*** Opening DATASET ENTRIES ***
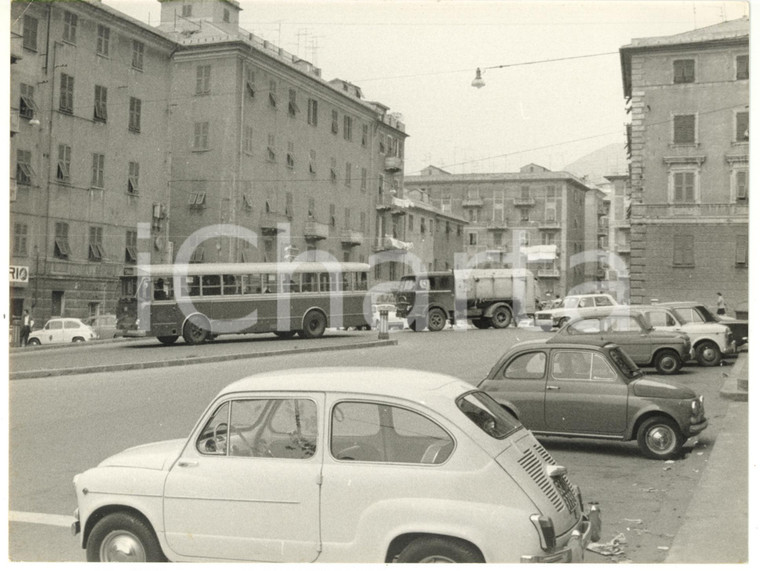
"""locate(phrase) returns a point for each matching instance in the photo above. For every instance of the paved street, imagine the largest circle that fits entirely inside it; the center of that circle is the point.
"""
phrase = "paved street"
(61, 425)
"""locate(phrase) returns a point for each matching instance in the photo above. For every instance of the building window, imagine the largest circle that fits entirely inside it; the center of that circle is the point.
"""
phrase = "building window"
(742, 126)
(248, 139)
(742, 244)
(63, 170)
(742, 66)
(138, 49)
(684, 129)
(24, 171)
(683, 186)
(130, 253)
(683, 71)
(312, 112)
(30, 33)
(98, 170)
(20, 232)
(273, 94)
(70, 22)
(203, 80)
(104, 38)
(133, 182)
(200, 136)
(101, 104)
(66, 103)
(348, 127)
(27, 105)
(292, 105)
(61, 245)
(683, 250)
(96, 252)
(135, 112)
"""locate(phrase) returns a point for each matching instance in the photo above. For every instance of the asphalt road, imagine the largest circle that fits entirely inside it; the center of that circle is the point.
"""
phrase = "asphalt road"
(61, 425)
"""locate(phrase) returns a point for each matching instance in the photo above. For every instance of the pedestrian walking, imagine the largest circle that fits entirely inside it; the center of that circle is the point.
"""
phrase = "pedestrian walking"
(721, 304)
(26, 327)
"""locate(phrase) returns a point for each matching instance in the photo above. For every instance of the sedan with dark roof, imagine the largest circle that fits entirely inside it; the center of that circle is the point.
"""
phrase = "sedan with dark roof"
(594, 390)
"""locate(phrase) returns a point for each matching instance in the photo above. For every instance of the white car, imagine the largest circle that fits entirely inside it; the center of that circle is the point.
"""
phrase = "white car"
(338, 465)
(572, 306)
(62, 330)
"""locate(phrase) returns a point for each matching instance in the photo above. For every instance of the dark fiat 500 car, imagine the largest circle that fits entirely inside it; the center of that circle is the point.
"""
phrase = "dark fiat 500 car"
(594, 390)
(667, 351)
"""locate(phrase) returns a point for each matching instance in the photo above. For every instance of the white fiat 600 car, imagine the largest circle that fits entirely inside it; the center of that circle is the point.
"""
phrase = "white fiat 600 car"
(337, 465)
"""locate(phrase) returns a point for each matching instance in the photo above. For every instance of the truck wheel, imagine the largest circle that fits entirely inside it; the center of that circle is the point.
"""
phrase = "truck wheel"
(667, 362)
(660, 438)
(439, 550)
(436, 319)
(501, 318)
(123, 537)
(708, 354)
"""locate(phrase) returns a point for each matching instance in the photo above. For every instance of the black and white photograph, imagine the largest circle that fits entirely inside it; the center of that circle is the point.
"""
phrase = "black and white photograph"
(479, 271)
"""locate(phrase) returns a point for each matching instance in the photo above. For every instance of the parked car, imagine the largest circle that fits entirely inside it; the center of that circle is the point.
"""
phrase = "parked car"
(594, 390)
(394, 322)
(104, 325)
(62, 330)
(627, 327)
(572, 306)
(712, 340)
(337, 465)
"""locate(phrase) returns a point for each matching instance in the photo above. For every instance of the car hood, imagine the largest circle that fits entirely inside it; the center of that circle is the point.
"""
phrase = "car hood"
(154, 456)
(651, 388)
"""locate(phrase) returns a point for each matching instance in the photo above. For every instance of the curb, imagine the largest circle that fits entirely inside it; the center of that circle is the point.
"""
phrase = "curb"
(192, 360)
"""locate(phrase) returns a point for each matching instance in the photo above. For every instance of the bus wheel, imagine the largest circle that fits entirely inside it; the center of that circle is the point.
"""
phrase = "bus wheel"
(314, 324)
(285, 334)
(194, 331)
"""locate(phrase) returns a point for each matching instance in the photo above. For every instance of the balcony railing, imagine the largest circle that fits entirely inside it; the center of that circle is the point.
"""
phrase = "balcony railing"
(314, 230)
(351, 238)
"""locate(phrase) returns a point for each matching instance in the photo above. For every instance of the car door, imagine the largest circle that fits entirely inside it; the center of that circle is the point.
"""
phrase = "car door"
(584, 394)
(520, 385)
(246, 487)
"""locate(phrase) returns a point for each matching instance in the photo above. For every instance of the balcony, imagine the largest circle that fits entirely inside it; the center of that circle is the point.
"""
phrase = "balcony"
(393, 164)
(314, 230)
(351, 238)
(270, 221)
(383, 243)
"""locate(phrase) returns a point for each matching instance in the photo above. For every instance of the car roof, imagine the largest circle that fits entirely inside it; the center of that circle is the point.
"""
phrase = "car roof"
*** Closing DATASET ENTRIES ***
PROBLEM DETAILS: When restating the records word for word, omit any picture they contain.

EXERCISE OUTPUT:
"""locate(phrase) returns a point for each matching instance in the photo above. For every instance of the paved street, imagine the largest circle that fits entirely inside it; the center of that circle is the point.
"""
phrase = "paved street"
(61, 425)
"""locate(phrase) returns a point for each matching instance in the photo above. For every instance of the building window, imagine the largest circle that fits entirely inside it; the center of that circle is the point.
"""
phrase = "building window"
(742, 126)
(248, 139)
(742, 244)
(63, 170)
(742, 66)
(138, 49)
(684, 129)
(24, 171)
(683, 186)
(130, 253)
(683, 71)
(312, 112)
(30, 33)
(98, 170)
(20, 232)
(273, 94)
(70, 22)
(203, 80)
(104, 38)
(133, 182)
(200, 136)
(101, 104)
(66, 103)
(348, 127)
(27, 105)
(292, 105)
(61, 245)
(683, 250)
(96, 252)
(135, 112)
"""locate(phrase) returns a point for each matching instance in the photo above. For every instance of the asphalt road, imagine the largest circle that fits entirely inside it; the center of that circle is the point.
"""
phrase = "asphalt road"
(61, 425)
"""locate(phrase) returns a point for each matching instance in the photo above. For every instance of the pedestrian walking, imagine the largest circle that fits entirely inside it; the center of that circle is the point.
"""
phrase = "pedestrian walking"
(721, 304)
(26, 327)
"""locate(phrase) returns a point for each matching instance in the photo above. For every instance of the sedan with dark roof, imagine the largest circle that fits entirely inside it; the center of that circle is the point.
"""
phrase = "sedan with dark roof"
(594, 390)
"""locate(phrase) returns a point for each matching instance in the photo above. For every instance of the white car, imagine the largest circle that fits entirely inside it; the center of that circle is the point.
"""
phrase = "white car"
(338, 465)
(572, 306)
(62, 330)
"""locate(phrase) returns a point for each matching instance in the photo above. For every instance of the dark fiat 500 car, imagine the largest circle that fits entirely inside it; the center of that circle is the point.
"""
phrase = "dark fiat 500 car"
(594, 390)
(667, 351)
"""locate(phrase) returns a point for each matching instance in the photo above. For every instance of the white fiat 600 car, imagine the largest circle that fits entirely inside it; the center of that circle is the point.
"""
phrase = "white fiat 600 car"
(337, 465)
"""locate(phrase) returns a point for each matching instance in the photo above. For every instance of the truck wheel, imagine the largest circle that fits entirely inside it; the center of that circle is the point.
"""
phrase = "truck wheel"
(667, 362)
(660, 438)
(439, 550)
(436, 319)
(501, 318)
(123, 537)
(708, 354)
"""locate(phrase) returns a point for each matching instance in the photo above. For every instance of the black and white photograph, imagine the largest circle that fits entirely inside it; the center of that circle is the point.
"""
phrase = "black and white photograph"
(479, 271)
"""locate(phrase) returns a point for each matching instance in the photo above. For every instance of the parked car, imagine the largest circle that fits entirely inside it; the center of that circle is the point.
"""
phrase = "parked car"
(594, 390)
(394, 322)
(104, 325)
(62, 330)
(627, 327)
(572, 306)
(712, 340)
(337, 465)
"""locate(phrase) returns a point for each matching instance in the photo above. For every instance of the car hood, imagine the largest circle that fits entirely inside it; the center of that circle is the point.
"""
phrase = "car hood"
(154, 456)
(651, 388)
"""locate(phrase) returns a point for each matching instance in the photo above. For every instance of the curb, imagine the largest circle that fits entirely inside it; the center of that circle is the point.
"""
phrase = "curb"
(192, 360)
"""locate(phrase) returns a point for each matching instance in the photo above. For every instance of the bus wheel, imagine the largest circle that fits entirely inside it; the center of that circle is the point.
"""
phrase = "bus wheel"
(314, 324)
(285, 334)
(194, 331)
"""locate(phrase) returns a point for each matching instance in the photo above. For every instance of the balcony railing, imagine the largest circle that fits entirely inside it; the center of that circle is the point.
"""
phrase = "balcony railing"
(314, 230)
(351, 238)
"""locate(phrase) returns a point for each matching instance in the photo above. For every instance of the car door, imagine the largest circle that fits entirely inside it; the center of that circle is the point.
"""
phrase = "car door"
(584, 394)
(520, 385)
(246, 487)
"""locate(phrase) returns a point for each matching instance in the photo above. For every instance of the balcony, imagine the largest circle that fits entirely inside it; the center of that circle is the point.
"""
phrase = "balcony"
(393, 164)
(314, 230)
(351, 238)
(270, 221)
(383, 243)
"""locate(phrase) returns a point for each matching instance in the photo above. For every instance of the car roof, imagine the largest circle that fits entirely inside it; the center of that circle is the point.
"""
phrase = "car roof"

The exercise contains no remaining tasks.